Coordinate annotation items —
....

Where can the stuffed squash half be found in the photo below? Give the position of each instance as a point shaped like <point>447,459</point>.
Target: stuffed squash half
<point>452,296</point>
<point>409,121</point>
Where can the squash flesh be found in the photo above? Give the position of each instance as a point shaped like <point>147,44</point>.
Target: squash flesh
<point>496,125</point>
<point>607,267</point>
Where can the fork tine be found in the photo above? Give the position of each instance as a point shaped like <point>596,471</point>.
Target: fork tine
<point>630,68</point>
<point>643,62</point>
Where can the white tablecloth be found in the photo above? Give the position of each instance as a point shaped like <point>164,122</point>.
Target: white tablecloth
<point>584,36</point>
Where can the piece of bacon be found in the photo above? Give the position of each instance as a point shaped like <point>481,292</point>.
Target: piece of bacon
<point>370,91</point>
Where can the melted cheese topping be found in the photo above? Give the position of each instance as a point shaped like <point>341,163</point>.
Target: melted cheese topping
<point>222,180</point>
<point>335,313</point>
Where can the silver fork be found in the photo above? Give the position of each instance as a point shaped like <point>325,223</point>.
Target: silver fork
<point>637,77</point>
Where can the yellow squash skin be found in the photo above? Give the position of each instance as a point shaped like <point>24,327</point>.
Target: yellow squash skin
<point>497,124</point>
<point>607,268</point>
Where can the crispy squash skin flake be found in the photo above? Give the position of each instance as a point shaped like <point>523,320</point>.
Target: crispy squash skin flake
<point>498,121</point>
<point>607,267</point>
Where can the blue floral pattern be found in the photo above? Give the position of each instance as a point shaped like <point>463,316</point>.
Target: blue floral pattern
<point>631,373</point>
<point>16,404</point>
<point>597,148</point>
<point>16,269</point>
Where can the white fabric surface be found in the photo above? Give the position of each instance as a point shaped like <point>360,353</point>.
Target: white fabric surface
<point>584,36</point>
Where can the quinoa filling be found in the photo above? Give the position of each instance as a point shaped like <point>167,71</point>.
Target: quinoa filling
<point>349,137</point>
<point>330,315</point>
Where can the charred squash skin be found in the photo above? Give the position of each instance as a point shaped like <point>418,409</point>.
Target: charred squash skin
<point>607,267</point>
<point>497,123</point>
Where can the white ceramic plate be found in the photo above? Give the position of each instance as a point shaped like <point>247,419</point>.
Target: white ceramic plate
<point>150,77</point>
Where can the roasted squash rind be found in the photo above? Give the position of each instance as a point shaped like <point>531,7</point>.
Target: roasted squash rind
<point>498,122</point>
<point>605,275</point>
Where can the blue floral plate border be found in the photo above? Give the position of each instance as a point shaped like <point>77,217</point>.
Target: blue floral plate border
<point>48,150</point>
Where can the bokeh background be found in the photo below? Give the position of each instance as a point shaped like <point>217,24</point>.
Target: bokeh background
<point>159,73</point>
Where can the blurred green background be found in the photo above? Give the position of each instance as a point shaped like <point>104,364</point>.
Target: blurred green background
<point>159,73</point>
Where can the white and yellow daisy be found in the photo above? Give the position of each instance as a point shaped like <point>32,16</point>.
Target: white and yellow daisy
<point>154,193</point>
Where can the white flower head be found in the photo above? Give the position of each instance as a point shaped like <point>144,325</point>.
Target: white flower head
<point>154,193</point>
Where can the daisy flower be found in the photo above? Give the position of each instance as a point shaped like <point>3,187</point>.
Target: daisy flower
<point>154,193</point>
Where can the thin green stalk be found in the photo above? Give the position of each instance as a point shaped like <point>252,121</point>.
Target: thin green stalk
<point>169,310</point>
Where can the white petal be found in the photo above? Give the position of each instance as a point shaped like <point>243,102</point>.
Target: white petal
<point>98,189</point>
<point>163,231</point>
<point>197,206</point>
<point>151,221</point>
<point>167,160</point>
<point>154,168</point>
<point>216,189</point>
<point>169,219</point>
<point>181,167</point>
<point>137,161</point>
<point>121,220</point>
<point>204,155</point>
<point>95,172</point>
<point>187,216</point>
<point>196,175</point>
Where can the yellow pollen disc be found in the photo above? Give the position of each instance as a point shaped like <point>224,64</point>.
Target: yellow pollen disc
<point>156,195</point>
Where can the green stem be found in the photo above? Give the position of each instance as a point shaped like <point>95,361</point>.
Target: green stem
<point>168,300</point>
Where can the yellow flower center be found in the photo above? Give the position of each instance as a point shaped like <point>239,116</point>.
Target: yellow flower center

....

Work instructions —
Copy verbatim the lines from the one containing "Where can the white flower" through the one containing "<point>196,175</point>", including both of those lines.

Response to the exercise —
Where can the white flower head be found in the photo above? Give the position of each instance as a point shaped like <point>144,325</point>.
Target: white flower head
<point>154,193</point>
Where can the daisy flower be found in the photo above? Give the position of each instance as a point shaped like <point>3,187</point>.
Target: daisy flower
<point>154,193</point>
Where can the thin green stalk be found in the photo above? Give the position of each instance as a point shaped like <point>252,121</point>.
Target: thin green stalk
<point>169,310</point>
Where can the white petal be found in the photo above? Give the position of each instance as a point shaped like <point>243,102</point>.
Target: white petal
<point>98,189</point>
<point>163,231</point>
<point>197,206</point>
<point>151,221</point>
<point>167,160</point>
<point>154,168</point>
<point>216,189</point>
<point>169,219</point>
<point>181,167</point>
<point>137,161</point>
<point>121,220</point>
<point>204,155</point>
<point>95,172</point>
<point>187,216</point>
<point>196,175</point>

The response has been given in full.